• **Records provided**:

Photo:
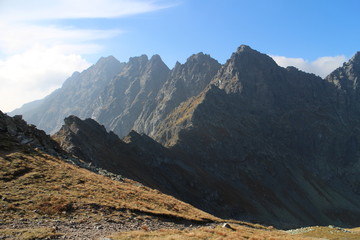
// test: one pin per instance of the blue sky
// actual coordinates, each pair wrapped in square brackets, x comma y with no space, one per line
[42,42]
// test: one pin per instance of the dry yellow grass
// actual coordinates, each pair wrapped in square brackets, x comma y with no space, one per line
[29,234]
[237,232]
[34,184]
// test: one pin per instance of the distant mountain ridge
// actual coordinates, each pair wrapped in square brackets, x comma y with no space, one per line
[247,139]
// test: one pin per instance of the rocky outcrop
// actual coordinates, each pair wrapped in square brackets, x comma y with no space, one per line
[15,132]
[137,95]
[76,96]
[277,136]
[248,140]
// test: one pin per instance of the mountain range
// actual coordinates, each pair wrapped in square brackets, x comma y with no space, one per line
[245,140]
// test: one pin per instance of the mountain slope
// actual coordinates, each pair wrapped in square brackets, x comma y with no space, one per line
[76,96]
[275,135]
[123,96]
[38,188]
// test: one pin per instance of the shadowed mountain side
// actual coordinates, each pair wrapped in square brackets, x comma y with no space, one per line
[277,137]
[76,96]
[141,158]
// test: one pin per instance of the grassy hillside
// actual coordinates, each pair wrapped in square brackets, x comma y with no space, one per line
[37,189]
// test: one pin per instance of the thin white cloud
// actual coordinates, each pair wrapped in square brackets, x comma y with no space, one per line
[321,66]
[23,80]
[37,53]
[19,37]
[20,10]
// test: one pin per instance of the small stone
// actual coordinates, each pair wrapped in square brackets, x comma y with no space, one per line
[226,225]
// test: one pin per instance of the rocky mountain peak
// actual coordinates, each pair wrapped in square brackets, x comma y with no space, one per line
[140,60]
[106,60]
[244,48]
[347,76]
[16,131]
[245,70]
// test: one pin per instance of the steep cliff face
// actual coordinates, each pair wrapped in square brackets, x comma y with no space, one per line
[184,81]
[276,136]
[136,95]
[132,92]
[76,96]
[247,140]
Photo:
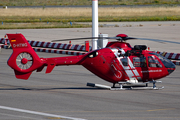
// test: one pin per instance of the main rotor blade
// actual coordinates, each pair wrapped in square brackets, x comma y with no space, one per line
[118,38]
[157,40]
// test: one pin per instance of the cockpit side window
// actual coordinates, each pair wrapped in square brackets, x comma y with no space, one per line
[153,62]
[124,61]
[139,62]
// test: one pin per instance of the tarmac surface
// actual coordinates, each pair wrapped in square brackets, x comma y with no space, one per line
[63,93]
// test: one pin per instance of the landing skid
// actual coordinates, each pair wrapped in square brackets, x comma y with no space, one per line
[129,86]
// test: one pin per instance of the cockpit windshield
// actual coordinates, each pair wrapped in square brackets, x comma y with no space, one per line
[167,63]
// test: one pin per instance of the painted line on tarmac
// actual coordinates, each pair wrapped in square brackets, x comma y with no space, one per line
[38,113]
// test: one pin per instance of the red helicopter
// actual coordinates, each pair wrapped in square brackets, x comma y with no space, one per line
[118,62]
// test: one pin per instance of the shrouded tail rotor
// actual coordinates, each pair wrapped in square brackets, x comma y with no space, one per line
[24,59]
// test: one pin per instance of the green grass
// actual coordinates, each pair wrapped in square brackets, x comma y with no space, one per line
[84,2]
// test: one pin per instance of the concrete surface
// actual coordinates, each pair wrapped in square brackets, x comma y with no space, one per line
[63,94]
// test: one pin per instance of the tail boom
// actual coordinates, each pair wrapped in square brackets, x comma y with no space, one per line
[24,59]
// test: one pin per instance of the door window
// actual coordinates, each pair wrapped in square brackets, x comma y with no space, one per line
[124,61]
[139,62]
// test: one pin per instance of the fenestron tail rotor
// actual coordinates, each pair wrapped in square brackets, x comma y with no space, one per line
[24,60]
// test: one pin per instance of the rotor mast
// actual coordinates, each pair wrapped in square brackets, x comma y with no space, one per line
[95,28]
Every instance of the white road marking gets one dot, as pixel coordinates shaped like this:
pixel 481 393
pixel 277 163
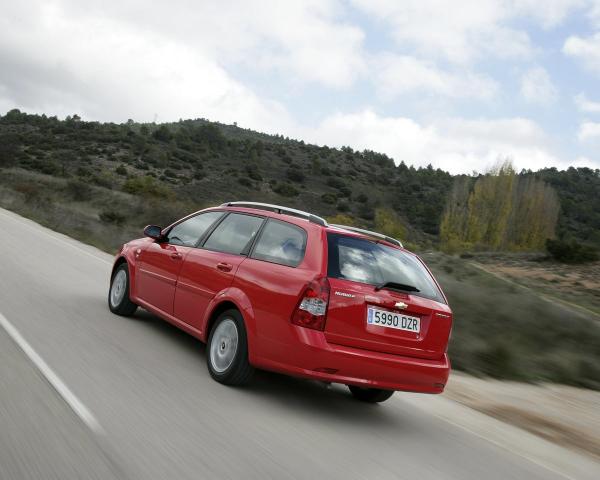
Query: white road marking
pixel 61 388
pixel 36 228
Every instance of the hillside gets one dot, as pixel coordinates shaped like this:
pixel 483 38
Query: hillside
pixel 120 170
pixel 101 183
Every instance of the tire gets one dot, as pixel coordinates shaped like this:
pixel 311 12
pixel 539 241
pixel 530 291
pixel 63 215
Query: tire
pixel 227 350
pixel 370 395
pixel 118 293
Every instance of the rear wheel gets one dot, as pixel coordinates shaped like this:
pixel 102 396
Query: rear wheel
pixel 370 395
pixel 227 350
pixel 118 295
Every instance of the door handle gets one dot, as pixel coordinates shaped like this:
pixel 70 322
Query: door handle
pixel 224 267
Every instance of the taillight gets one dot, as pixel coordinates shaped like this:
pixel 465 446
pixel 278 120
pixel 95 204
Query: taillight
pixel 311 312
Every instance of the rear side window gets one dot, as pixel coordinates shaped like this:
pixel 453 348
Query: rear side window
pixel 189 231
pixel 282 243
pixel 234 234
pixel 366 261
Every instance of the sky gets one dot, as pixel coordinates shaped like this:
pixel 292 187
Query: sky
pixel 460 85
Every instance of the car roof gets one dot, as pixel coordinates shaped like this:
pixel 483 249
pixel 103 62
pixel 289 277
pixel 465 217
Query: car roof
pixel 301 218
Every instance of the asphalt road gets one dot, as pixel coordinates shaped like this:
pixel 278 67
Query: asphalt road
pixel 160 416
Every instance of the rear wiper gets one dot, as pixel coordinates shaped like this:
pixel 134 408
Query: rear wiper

• **The task**: Duplicate the records exactly, beginning with the line that contains "Every instance of the asphalt" and continuing through the end of the records.

• **Correct result**:
Every instance of the asphalt road gets one dot, as pixel coordinates shaped like this:
pixel 278 67
Query: asphalt road
pixel 160 416
Every instance of the rear wiper gets one dot, as pixel coordinates shaped like this:
pixel 134 408
Query: rear wiper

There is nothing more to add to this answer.